--- START OF Data ---
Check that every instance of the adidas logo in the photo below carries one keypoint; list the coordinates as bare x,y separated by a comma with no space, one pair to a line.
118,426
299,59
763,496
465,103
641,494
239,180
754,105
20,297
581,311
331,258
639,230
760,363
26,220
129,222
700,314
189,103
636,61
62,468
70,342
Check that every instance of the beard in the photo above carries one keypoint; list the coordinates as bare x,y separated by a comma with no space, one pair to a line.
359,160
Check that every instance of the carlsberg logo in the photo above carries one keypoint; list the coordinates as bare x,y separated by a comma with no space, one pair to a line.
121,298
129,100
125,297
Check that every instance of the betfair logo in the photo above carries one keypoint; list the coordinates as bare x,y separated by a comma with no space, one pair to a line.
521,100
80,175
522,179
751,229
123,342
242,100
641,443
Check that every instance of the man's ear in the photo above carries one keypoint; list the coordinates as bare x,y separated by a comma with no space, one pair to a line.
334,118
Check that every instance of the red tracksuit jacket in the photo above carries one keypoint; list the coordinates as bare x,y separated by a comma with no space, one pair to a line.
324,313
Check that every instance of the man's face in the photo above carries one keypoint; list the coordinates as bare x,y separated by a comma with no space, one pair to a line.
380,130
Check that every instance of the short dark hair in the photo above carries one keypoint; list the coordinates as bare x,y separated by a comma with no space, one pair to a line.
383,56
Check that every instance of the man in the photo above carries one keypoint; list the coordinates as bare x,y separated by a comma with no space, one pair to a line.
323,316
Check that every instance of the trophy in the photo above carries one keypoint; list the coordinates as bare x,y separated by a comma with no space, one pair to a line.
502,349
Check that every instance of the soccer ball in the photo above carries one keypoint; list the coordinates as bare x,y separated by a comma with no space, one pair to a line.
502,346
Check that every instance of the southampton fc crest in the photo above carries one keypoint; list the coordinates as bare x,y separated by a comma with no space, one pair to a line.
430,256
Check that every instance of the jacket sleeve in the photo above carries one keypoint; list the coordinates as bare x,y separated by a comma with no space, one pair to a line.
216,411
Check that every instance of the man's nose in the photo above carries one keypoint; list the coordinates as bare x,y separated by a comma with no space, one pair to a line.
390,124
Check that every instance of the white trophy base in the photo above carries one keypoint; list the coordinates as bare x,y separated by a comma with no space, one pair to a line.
--- END OF Data ---
- _The exercise_:
Only the lines from the one holding "Check that every instance of the southampton" through the end of the listing should be given again, exactly and with both ends included.

- _Response for this exercise_:
Check that every instance of the southampton fc crest in the photo above carries one keypoint; list the coordinates as bare x,y separated by a comma with no space, one pair to a line.
430,256
Check that every instance of the jacket sleeve in the photo above carries one keypoint; list the coordinates as bare x,y separated by a comma with no space, one pair to a line.
216,411
Check that every instance of the man's nose in the photo above carries one keypoint; list the coordinates as bare x,y separated by a comma with no space, one pair to a line.
390,124
Check that every instance of the white trophy base in the photo above carries one keypoint; list the coordinates as bare x,y separated by a comma with no space, one pair to a line.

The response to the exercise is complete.